◆ PROMPT
Here is the listing. Print it exactly.

◆ THE INPUT

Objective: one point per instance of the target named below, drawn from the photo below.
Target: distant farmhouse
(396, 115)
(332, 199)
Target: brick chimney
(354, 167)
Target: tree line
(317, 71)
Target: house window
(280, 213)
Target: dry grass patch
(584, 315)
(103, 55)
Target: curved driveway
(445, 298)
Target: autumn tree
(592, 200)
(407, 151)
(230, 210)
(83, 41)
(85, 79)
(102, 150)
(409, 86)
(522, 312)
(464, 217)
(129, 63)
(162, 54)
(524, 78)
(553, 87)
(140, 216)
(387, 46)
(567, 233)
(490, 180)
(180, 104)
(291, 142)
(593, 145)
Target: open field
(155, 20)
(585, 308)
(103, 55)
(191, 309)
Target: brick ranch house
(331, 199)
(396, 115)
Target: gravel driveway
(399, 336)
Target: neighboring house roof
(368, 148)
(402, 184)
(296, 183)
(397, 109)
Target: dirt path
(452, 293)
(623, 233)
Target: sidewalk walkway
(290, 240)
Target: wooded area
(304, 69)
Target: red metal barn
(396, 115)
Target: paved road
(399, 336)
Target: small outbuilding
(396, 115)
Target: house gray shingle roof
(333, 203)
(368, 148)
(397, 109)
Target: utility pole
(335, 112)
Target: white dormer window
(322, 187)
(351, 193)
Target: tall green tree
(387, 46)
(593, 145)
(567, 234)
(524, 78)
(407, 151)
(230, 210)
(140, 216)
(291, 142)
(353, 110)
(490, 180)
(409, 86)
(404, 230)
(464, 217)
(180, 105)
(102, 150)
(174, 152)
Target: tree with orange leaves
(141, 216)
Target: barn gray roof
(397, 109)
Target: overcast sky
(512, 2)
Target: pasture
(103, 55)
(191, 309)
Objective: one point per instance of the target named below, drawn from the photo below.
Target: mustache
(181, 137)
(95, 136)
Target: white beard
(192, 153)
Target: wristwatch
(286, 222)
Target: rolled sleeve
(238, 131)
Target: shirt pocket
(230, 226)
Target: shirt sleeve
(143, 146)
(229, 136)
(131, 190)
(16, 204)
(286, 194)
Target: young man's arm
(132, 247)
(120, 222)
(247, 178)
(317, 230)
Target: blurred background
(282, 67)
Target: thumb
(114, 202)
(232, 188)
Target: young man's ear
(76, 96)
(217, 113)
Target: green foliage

◆ WORKED SOLUTION
Objective: one point per instance of the target named below, drawn from the photo below.
Target: distant farmhouse
(396, 115)
(332, 199)
Target: brick chimney
(354, 167)
Target: tree line
(317, 71)
Target: house window
(280, 213)
Target: dry grass patch
(584, 315)
(103, 55)
Target: curved driveway
(445, 298)
Target: autumn tree
(592, 200)
(407, 151)
(230, 210)
(83, 41)
(85, 79)
(102, 150)
(409, 86)
(522, 312)
(464, 217)
(129, 63)
(162, 54)
(524, 78)
(553, 87)
(140, 216)
(387, 46)
(567, 233)
(490, 180)
(180, 104)
(291, 142)
(593, 145)
Target: open field
(155, 20)
(585, 308)
(103, 55)
(191, 309)
Target: brick ranch house
(331, 199)
(396, 115)
Target: gravel driveway
(399, 336)
Target: neighboring house roof
(368, 148)
(402, 184)
(296, 183)
(397, 109)
Target: dirt path
(452, 293)
(623, 233)
Target: sidewalk walkway
(290, 240)
Target: wooded area
(304, 69)
Target: red metal barn
(396, 115)
Target: paved road
(399, 336)
Target: small outbuilding
(396, 115)
Target: house gray shingle roof
(333, 203)
(368, 148)
(397, 109)
Target: utility pole
(335, 112)
Target: white dormer window
(322, 187)
(351, 193)
Target: tall green tree
(387, 46)
(593, 145)
(567, 234)
(524, 78)
(407, 151)
(230, 210)
(140, 216)
(291, 142)
(353, 110)
(490, 180)
(409, 86)
(404, 230)
(464, 217)
(180, 105)
(102, 150)
(174, 152)
Target: tree with orange leaves
(141, 216)
Target: barn gray roof
(397, 109)
Target: overcast sky
(512, 2)
Target: pasture
(103, 55)
(191, 309)
Objective: one point per instance of the target named below, drawn from the photo below.
Target: mustache
(181, 137)
(95, 136)
Target: white beard
(192, 153)
Target: wristwatch
(286, 222)
Target: rolled sleeve
(238, 131)
Target: shirt pocket
(230, 226)
Target: shirt sleeve
(143, 146)
(229, 136)
(131, 190)
(16, 204)
(286, 194)
Target: young man's arm
(132, 247)
(120, 222)
(247, 178)
(317, 230)
Target: blurred background
(282, 67)
Target: thumb
(114, 202)
(232, 188)
Target: young man's ear
(76, 96)
(217, 113)
Target: green foliage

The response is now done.